WHAT TO PRODUCE -> Everything from the line containing "of the window" down to the last line of the entries below must be transcribed exactly, and nothing else.

### ITEMS ###

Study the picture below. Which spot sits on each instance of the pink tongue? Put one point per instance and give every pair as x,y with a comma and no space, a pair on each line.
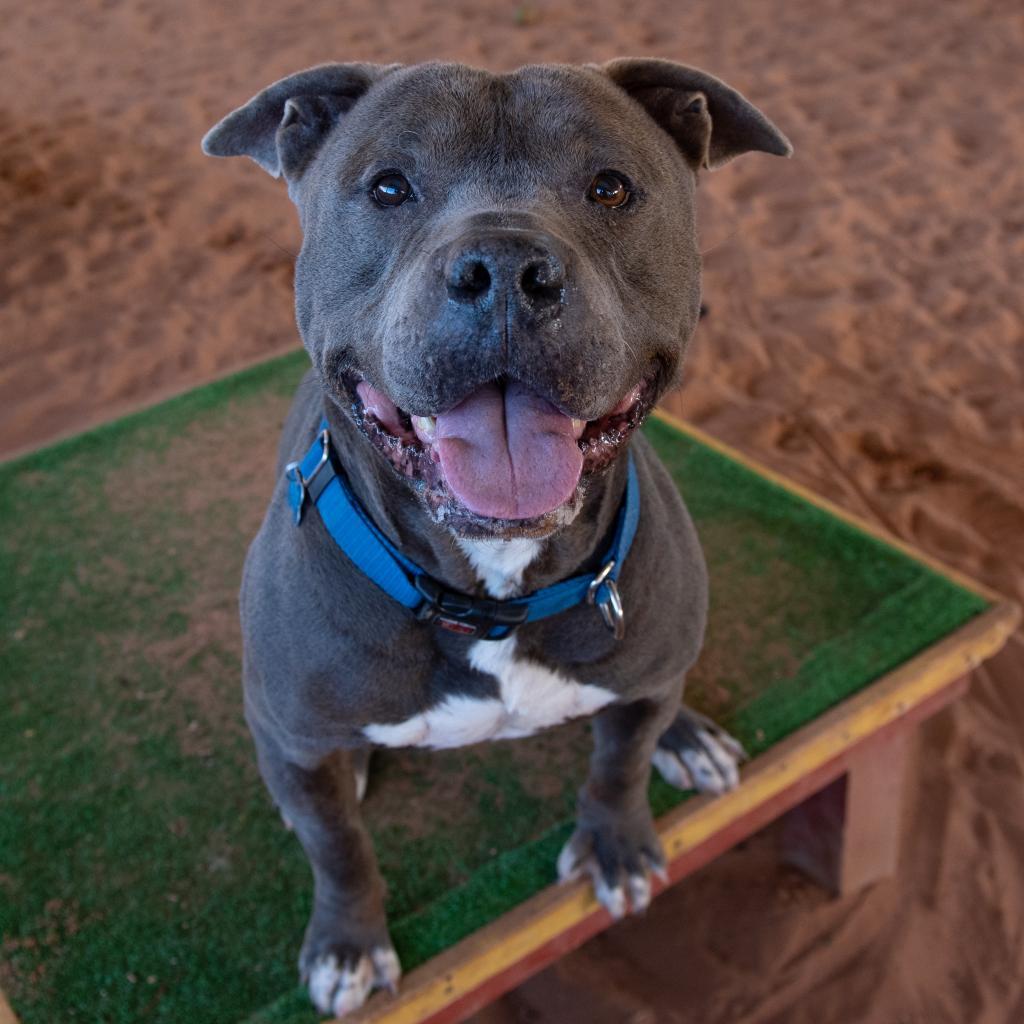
508,455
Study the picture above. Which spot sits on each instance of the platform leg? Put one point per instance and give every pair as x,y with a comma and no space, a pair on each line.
847,836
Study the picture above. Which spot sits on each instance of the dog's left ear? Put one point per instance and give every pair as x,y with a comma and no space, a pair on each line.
710,122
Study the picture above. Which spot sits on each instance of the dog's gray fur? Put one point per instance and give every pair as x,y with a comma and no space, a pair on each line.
491,157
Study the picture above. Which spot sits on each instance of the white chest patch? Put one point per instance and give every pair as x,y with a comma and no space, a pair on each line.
531,696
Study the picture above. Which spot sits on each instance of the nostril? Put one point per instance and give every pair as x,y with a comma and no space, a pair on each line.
542,281
469,280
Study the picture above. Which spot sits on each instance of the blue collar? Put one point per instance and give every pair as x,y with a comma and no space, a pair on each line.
317,479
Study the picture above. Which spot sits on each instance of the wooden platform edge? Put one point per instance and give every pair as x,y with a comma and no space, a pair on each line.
812,498
572,912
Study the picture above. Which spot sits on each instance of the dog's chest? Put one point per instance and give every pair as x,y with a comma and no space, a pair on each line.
531,696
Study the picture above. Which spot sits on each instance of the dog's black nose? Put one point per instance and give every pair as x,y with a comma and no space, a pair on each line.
519,266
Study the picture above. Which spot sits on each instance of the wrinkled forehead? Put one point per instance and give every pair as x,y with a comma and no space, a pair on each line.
449,116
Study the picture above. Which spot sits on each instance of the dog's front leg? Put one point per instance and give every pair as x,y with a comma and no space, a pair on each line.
346,952
614,840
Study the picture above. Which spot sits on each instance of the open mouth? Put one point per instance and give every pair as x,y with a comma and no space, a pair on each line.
504,455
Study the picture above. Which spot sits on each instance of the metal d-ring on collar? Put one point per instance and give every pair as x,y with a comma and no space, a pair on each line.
318,479
611,605
294,473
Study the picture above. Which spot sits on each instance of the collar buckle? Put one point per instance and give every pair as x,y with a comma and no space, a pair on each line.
469,616
300,483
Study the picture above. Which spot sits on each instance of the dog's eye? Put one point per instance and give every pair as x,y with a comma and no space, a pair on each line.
609,189
391,189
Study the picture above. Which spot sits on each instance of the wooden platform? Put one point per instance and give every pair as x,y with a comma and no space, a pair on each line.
143,873
839,780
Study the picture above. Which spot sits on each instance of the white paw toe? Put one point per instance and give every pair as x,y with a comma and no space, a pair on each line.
639,888
612,898
340,989
709,763
568,865
387,970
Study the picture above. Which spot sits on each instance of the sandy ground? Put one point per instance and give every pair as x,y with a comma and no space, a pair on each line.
866,337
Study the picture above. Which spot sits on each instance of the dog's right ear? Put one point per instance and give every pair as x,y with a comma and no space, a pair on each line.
283,126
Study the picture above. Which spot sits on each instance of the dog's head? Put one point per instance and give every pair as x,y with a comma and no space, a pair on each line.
500,273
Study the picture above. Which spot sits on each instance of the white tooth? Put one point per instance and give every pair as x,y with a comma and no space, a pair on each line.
425,426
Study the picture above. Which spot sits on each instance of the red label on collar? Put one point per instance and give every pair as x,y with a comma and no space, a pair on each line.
455,627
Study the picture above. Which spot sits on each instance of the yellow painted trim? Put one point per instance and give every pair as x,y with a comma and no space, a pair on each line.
825,505
505,942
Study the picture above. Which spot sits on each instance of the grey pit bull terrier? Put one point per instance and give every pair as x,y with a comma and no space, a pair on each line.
499,279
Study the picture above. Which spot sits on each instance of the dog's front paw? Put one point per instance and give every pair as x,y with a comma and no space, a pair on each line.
341,980
695,754
620,856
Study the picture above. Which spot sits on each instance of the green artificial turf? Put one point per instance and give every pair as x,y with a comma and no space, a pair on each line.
143,873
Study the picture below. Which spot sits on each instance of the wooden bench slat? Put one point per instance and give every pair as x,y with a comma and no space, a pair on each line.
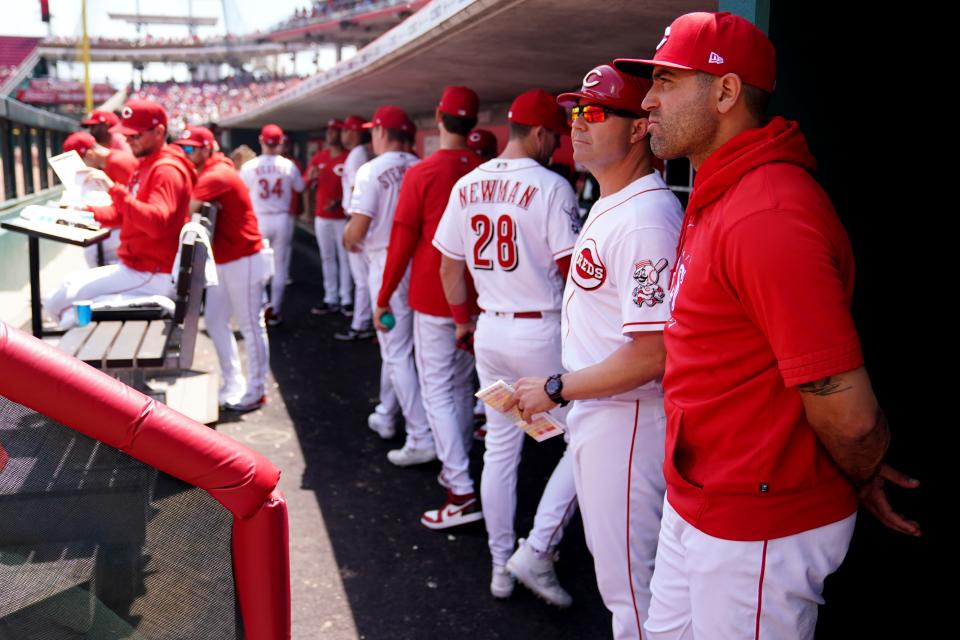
97,346
154,344
72,340
124,349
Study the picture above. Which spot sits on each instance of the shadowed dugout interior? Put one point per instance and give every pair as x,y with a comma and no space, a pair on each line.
95,544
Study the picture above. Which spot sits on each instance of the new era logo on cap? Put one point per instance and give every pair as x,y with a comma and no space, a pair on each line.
692,43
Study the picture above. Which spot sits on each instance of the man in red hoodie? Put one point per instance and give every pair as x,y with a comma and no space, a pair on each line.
150,210
242,273
118,165
773,430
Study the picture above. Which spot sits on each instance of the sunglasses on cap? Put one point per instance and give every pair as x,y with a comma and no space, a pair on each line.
594,113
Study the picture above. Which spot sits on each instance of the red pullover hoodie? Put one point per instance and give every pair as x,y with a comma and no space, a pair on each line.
151,209
760,301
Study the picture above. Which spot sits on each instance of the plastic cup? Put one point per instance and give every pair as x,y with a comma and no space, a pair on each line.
84,312
388,320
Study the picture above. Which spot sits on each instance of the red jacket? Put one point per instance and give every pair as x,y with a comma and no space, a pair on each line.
120,166
237,234
151,209
423,198
760,305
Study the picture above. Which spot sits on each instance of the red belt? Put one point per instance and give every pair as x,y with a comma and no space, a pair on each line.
516,314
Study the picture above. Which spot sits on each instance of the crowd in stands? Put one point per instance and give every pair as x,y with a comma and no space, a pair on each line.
149,41
199,102
322,10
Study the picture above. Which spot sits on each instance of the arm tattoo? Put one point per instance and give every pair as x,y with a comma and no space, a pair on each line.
823,387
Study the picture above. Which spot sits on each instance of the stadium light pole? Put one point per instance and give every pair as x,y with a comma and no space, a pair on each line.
85,52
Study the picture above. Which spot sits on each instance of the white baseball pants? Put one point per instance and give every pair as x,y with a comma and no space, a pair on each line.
278,229
337,281
240,293
617,449
509,348
706,587
446,384
362,311
396,350
107,280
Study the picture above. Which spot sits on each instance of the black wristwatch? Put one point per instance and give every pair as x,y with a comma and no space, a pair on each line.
554,388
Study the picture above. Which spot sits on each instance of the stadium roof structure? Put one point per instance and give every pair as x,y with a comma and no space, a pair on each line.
499,48
141,18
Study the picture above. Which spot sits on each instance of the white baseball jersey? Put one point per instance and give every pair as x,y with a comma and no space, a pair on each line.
619,274
357,157
271,181
375,195
510,220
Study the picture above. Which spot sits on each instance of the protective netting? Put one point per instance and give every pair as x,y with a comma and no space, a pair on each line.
96,545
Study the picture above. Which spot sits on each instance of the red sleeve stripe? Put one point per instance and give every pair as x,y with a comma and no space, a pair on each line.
447,252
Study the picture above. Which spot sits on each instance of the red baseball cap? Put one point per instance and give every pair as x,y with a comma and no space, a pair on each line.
391,117
715,43
79,141
108,118
138,116
459,101
353,123
482,140
611,88
538,108
197,137
271,134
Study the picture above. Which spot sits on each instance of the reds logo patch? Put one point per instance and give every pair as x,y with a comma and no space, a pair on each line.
648,292
588,271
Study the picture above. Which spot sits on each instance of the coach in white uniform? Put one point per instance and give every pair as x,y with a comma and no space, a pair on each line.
512,222
614,310
272,180
374,199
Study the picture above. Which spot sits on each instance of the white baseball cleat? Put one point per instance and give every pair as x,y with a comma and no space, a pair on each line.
535,572
501,583
382,424
409,456
457,510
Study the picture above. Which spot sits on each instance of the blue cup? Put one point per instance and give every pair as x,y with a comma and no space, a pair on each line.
84,312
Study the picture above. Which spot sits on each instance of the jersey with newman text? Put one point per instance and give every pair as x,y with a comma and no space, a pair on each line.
511,220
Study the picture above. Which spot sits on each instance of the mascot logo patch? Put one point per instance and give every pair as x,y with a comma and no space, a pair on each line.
588,270
648,292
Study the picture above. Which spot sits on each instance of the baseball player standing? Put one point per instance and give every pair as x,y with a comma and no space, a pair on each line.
372,207
768,452
271,182
512,223
150,211
119,167
242,273
325,171
356,140
445,371
614,310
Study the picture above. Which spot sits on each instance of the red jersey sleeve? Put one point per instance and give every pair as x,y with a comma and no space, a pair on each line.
210,185
794,276
120,166
153,214
404,236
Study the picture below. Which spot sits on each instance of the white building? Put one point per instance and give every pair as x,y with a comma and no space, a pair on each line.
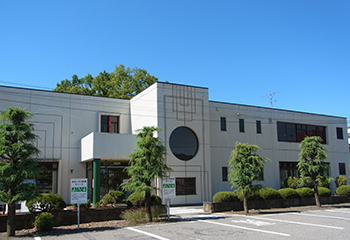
86,136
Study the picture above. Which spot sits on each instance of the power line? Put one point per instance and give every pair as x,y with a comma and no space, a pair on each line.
271,95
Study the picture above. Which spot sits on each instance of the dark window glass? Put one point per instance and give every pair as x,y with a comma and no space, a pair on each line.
185,186
241,125
342,170
258,126
287,169
291,132
114,124
109,124
224,174
223,123
183,143
340,133
104,123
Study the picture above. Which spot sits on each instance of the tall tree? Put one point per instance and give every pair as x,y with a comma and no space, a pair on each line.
245,168
16,149
121,83
311,163
147,163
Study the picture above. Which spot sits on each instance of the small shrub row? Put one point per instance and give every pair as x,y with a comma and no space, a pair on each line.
137,199
270,193
138,215
46,202
343,190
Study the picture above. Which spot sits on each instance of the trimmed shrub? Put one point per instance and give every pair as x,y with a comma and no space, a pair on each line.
305,192
225,197
44,221
138,199
288,193
112,197
324,192
138,215
83,206
252,196
269,193
46,202
291,182
340,181
343,190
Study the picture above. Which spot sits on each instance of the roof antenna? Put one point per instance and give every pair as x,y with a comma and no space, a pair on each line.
271,95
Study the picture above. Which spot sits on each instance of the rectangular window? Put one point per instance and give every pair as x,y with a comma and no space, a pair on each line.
342,170
241,125
292,132
287,169
340,133
185,186
224,174
223,123
109,123
258,126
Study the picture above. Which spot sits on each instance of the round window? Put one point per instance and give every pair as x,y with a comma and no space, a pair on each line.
183,143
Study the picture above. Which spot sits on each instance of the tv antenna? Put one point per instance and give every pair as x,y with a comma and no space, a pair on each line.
271,95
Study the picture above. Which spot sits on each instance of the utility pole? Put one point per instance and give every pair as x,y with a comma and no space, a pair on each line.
271,95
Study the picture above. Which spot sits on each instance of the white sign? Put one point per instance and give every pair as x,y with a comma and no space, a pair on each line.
78,190
169,187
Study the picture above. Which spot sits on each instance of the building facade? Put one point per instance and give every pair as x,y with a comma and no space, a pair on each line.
91,137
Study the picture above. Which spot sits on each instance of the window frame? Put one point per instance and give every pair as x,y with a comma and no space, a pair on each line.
258,126
110,123
223,125
342,168
224,174
186,188
340,134
241,125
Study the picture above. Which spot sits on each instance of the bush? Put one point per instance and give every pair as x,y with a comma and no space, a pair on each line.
252,196
43,222
138,199
343,190
291,182
83,206
269,193
112,197
305,192
46,202
288,193
138,215
324,192
225,197
340,181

###

TASK RESULT ->
Study the picture above. Which spot sits on each instance of the window frame? Put one point per instance and give every pair as x,y with a comma and no space, a pair on each line.
258,126
110,123
223,125
342,168
224,174
186,188
340,134
241,125
Study the picture above. Which spot sits on each instance of the bush? Put one point per instance and give every pair as x,y with a comma and no space, a pair on each line.
252,196
43,222
138,199
343,190
291,182
83,206
269,193
112,197
305,192
46,202
288,193
138,215
324,192
225,197
340,181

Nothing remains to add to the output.